[Lines of data]
--- --- ---

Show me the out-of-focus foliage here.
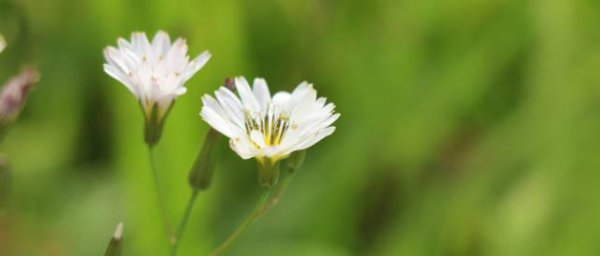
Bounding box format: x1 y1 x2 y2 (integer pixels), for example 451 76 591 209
0 0 600 256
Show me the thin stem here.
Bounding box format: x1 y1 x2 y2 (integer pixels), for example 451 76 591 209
210 188 271 256
171 189 199 256
259 172 295 217
148 146 175 244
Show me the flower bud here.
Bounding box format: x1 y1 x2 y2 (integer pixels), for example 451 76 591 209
104 222 123 256
0 68 39 140
189 128 222 190
257 157 280 187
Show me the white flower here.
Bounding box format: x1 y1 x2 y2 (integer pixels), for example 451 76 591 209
104 31 211 116
0 34 6 52
200 77 340 163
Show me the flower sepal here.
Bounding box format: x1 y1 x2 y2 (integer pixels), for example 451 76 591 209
257 157 280 187
140 103 171 146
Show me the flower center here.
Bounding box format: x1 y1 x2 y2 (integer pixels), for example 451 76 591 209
244 104 290 148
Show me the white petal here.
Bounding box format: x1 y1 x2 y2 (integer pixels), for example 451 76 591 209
252 78 271 111
104 64 138 96
273 92 291 110
229 138 257 159
235 77 260 112
152 31 171 57
250 130 265 148
182 51 212 81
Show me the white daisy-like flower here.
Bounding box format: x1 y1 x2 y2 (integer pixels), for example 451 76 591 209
200 77 340 185
0 34 6 53
104 31 211 116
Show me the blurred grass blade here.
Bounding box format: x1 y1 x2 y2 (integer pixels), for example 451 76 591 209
0 155 12 210
104 222 123 256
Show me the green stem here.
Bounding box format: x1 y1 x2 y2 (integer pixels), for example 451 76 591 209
171 189 199 256
148 146 175 244
210 188 271 256
259 173 295 217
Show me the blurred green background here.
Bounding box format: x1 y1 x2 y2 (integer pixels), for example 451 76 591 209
0 0 600 256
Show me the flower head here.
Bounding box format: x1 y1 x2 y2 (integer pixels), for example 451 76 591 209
0 34 6 52
200 77 340 185
104 31 211 144
0 68 39 139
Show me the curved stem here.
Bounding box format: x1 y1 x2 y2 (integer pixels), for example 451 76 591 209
210 188 271 256
171 189 199 256
148 146 175 244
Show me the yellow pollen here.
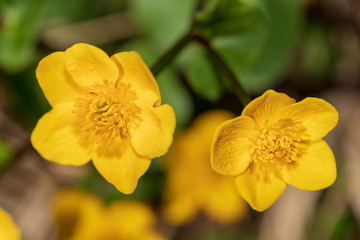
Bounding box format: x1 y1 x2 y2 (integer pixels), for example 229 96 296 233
73 82 140 144
250 125 301 166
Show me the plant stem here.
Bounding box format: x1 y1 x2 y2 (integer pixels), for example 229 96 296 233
194 35 251 107
150 30 194 77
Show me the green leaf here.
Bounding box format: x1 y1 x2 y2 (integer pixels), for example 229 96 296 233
182 44 224 101
299 24 333 82
129 0 197 51
195 0 302 94
232 0 302 93
120 39 194 127
0 139 14 169
0 0 45 72
194 0 263 38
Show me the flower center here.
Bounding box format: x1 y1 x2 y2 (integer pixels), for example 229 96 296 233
73 82 140 144
250 124 301 164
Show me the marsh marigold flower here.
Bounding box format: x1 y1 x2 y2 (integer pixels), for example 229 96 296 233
52 188 165 240
211 90 339 211
31 43 175 194
0 208 20 240
163 110 248 225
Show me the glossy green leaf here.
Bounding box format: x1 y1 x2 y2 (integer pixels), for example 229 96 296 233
119 39 194 127
0 0 45 72
196 0 302 94
0 139 14 170
129 0 197 51
182 44 225 101
229 0 302 93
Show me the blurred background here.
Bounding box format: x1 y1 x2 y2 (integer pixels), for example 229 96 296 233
0 0 360 240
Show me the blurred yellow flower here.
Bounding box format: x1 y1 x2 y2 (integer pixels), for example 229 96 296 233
53 189 166 240
0 208 20 240
31 43 175 194
163 110 248 225
211 90 339 211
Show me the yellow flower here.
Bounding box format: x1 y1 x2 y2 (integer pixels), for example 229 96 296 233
163 110 248 225
0 208 20 240
31 43 175 194
211 90 339 211
53 189 165 240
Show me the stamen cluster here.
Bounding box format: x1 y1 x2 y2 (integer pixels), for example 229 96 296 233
73 83 140 144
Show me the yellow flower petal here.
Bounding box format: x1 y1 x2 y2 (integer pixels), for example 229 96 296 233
241 90 295 129
282 140 336 191
36 52 80 106
129 92 176 158
64 43 119 86
235 164 287 212
93 140 151 194
0 208 20 240
31 103 91 166
283 97 339 141
111 52 161 106
211 116 255 176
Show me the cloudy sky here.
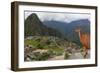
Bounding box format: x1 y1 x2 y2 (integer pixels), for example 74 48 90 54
25 11 90 23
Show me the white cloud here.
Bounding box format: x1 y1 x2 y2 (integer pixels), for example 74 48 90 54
25 12 90 23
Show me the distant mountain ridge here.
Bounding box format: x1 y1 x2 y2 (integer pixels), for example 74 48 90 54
24 13 61 37
25 13 90 43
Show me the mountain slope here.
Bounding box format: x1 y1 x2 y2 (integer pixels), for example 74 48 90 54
24 13 61 37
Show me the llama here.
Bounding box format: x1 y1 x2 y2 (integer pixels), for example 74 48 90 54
75 28 90 58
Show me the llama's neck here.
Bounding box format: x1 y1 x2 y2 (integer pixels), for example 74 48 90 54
78 31 81 38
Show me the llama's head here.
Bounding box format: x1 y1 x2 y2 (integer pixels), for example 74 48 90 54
75 27 81 32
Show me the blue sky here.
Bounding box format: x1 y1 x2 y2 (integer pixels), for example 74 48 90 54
25 11 90 23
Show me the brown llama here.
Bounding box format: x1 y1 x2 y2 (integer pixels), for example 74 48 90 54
75 28 90 58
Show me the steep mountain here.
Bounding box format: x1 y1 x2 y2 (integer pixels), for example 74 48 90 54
43 19 90 43
24 13 61 37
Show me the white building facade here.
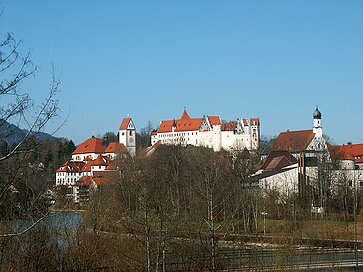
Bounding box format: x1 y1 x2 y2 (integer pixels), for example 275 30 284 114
151 109 260 151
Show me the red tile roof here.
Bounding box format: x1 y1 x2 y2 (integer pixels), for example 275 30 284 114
145 140 161 156
82 156 108 172
260 151 298 171
328 143 363 163
105 142 127 153
242 118 248 127
180 108 190 119
72 136 105 154
221 122 237 131
271 130 314 152
250 118 260 125
120 117 131 130
158 109 203 133
56 161 85 172
91 155 108 166
208 116 221 126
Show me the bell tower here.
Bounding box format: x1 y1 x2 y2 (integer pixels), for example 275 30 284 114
313 106 323 138
118 117 136 157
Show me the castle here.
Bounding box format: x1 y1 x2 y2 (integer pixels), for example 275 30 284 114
151 108 260 151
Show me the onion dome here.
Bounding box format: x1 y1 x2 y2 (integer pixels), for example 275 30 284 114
313 106 321 119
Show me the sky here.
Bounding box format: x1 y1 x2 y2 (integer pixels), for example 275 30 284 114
0 0 363 144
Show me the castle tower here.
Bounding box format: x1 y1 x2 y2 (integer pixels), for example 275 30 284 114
118 117 136 157
250 118 260 150
313 106 323 138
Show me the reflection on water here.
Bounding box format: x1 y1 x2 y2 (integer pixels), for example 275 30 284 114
0 211 82 234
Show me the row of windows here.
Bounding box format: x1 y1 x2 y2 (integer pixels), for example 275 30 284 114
57 172 82 176
160 132 198 137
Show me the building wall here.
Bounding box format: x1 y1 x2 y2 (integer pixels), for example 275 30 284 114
151 125 259 151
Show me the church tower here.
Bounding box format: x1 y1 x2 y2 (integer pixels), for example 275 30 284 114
313 106 323 138
118 117 136 157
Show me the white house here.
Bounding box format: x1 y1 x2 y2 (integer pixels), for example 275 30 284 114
151 109 260 151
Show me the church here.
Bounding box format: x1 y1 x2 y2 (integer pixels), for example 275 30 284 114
55 117 136 203
151 108 260 151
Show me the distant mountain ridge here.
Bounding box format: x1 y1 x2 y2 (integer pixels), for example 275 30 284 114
0 119 59 146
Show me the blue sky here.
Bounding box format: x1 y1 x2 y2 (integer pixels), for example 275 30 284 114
0 0 363 144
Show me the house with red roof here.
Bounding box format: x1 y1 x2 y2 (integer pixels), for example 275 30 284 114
328 142 363 170
56 117 136 201
254 108 363 208
151 108 260 151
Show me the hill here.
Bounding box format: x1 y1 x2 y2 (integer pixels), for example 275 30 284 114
0 119 59 146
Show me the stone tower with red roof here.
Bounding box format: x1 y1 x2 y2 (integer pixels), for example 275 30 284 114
118 117 136 157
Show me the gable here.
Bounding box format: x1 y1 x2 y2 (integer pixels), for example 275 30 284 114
271 130 315 152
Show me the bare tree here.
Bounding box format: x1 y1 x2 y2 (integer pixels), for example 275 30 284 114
0 27 60 237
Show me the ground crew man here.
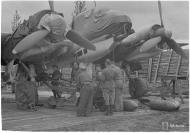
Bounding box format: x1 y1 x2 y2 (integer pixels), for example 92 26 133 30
71 62 79 82
77 63 93 116
113 63 124 111
51 65 62 98
102 59 117 115
93 64 105 111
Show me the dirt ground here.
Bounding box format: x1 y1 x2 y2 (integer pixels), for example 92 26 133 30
2 99 189 131
56 109 189 132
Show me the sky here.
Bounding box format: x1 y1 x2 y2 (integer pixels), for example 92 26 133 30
1 1 189 40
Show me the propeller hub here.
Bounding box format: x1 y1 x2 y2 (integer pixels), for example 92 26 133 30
165 30 172 38
38 14 67 35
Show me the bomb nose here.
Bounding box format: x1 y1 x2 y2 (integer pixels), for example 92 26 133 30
165 30 172 38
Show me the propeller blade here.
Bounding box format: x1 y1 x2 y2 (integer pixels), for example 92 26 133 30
49 0 54 11
158 0 164 27
66 30 96 51
166 38 187 59
12 30 49 54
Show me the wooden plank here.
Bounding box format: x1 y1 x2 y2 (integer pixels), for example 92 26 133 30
154 53 162 83
147 58 152 82
166 50 173 75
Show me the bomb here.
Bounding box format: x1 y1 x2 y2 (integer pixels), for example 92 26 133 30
148 100 180 111
123 99 138 111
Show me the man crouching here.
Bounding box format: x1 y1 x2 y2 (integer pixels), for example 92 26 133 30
77 63 93 116
102 59 117 115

--- --- ---

▶ _Aim_
Transcribe the data word for word, from its first line through the line that contains "200 77 340 163", with both of those lines included. Omit the pictures from your copy.

▶ _Exercise answer_
Show me the out-of-focus foliage here.
Bounding box format: x1 y1 x2 y2 (integer pixels), for example 451 76 591 209
0 0 600 256
Show me the thin stem here.
Bounding box format: x1 y1 x2 y2 (integer pixels), for example 451 76 591 209
210 188 271 256
171 189 199 256
259 172 295 217
148 146 175 244
Show me the flower bud here.
Bounding box format: x1 y1 x2 y2 (integer pixels), for example 451 76 591 209
104 222 123 256
0 68 39 140
189 128 222 190
257 157 280 187
Show me the white flower here.
Bounding box format: x1 y1 x2 y2 (integer pixels), for example 451 76 591 209
104 31 211 116
0 34 6 52
200 77 340 163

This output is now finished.